→ TASK REQUIREMENTS: Return each line of the entries below that contains the word "building", copied without alteration.

** start of ITEMS **

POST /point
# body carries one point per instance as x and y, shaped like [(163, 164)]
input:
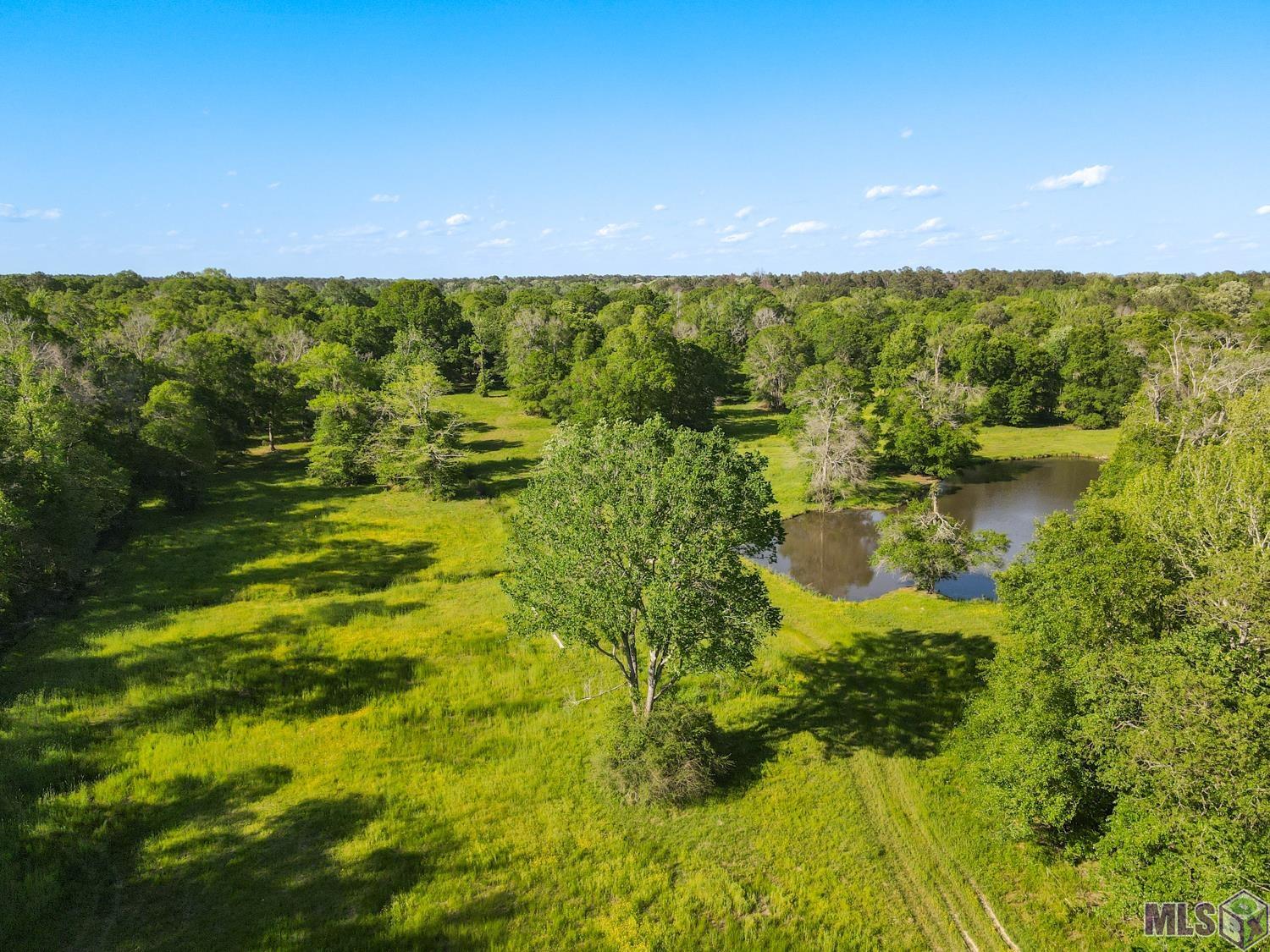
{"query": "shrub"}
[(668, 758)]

** end of ITEMS **
** start of ITEMS **

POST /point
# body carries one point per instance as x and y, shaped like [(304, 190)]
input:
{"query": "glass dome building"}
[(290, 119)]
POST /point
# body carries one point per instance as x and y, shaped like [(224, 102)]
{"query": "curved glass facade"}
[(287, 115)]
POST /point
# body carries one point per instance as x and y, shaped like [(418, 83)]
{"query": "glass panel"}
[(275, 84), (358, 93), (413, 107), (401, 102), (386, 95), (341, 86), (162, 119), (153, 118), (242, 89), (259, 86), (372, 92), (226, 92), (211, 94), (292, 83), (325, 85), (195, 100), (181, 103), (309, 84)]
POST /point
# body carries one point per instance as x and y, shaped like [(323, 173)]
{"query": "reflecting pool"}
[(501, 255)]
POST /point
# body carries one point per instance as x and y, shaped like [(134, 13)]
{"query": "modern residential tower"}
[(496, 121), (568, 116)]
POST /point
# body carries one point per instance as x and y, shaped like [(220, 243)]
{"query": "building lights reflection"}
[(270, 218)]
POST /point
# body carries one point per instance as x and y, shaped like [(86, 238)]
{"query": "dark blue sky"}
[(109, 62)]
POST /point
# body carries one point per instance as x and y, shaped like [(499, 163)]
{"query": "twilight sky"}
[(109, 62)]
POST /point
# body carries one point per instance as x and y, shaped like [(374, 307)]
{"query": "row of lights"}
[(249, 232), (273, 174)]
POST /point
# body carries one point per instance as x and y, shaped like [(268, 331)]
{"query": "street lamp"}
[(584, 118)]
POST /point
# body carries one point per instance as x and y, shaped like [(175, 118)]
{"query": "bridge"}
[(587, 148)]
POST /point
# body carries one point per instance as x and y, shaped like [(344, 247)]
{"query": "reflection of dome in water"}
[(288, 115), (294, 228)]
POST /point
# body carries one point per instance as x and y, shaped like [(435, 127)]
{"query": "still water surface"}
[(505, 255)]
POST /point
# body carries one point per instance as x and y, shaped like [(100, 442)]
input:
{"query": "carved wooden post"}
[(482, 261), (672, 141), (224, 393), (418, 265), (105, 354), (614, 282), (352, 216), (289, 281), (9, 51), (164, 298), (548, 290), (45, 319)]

** end of ITEMS **

→ OUTPUT OF THE TASK:
{"query": "glass dome building"}
{"query": "building lights reflection"}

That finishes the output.